### What you need to do
Rewrite the lines starting at the one containing "of the steel" and ending at the one containing "[[1172, 359]]", replacing "side mirror" with "door mirror" and leaving everything else unchanged.

[Pointing and labeling rows]

☆ ☆ ☆ ☆

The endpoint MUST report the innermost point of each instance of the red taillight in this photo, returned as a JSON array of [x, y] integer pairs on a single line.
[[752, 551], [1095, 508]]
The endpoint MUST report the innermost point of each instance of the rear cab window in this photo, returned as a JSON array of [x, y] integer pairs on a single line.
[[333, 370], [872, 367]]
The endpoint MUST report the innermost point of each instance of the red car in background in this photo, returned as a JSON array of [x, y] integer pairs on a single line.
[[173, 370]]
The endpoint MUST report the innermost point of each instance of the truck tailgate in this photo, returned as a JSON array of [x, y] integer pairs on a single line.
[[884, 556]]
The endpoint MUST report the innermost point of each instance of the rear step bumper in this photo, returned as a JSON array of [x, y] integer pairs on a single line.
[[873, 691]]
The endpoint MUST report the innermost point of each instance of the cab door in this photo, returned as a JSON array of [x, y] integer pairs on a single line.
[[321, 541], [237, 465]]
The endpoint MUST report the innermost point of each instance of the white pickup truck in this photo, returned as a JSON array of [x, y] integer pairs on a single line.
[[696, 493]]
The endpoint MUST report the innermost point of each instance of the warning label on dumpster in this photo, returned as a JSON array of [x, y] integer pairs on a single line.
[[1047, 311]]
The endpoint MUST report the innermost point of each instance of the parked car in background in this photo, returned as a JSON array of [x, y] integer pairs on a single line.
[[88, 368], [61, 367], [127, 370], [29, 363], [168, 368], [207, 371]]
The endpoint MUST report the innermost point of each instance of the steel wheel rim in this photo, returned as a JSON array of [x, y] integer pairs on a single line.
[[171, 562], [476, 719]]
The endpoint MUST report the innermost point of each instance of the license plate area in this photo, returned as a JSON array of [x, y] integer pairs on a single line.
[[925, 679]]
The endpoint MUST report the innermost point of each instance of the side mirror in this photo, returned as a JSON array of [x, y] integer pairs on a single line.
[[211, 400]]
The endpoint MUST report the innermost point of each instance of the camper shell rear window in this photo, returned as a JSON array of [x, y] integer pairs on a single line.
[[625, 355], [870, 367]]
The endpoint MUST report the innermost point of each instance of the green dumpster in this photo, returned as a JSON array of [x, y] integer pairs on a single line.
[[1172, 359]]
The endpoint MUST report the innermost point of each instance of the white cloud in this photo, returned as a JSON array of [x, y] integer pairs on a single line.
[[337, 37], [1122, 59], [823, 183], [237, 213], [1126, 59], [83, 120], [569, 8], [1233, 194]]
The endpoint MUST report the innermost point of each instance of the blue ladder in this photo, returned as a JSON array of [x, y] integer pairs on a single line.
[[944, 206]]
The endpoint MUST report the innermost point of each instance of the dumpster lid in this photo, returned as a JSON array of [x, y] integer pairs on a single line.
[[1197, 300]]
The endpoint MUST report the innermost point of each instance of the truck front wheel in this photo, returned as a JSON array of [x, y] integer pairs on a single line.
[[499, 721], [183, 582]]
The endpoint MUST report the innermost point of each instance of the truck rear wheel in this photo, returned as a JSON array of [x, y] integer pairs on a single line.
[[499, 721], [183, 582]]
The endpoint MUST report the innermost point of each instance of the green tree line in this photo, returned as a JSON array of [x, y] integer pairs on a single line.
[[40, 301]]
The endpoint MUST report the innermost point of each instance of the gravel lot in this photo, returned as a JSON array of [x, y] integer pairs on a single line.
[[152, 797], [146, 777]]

☆ ☆ ☆ ☆

### Right answer
The endpoint MUST report the innermost point of each instance of the steel wheel rim in this photo, returned as a JSON array of [x, y] integer pairs on a single line.
[[171, 562], [476, 719]]
The endpoint MUST report the innermost point of each instance of the license plate area in this photo, returned as a JSON array of [x, y] integer pairs on a single line.
[[925, 679]]
The endpoint MUST report the innermost point of each instance of the door mirror in this photo, returned as a JSON array of [x, y] integer pairs on a single line.
[[211, 400]]
The endpoint MUST report the innermost point of each instance of the camper shell rear window in this photo, returned as a JSON array of [x, y] integer pairs on a single line.
[[625, 355], [870, 367]]
The endpoint MUST report the innermost point of each instance of the green dumpster in this photo, returned as a JSON array of [x, y] integer pairs on a single line.
[[1172, 359]]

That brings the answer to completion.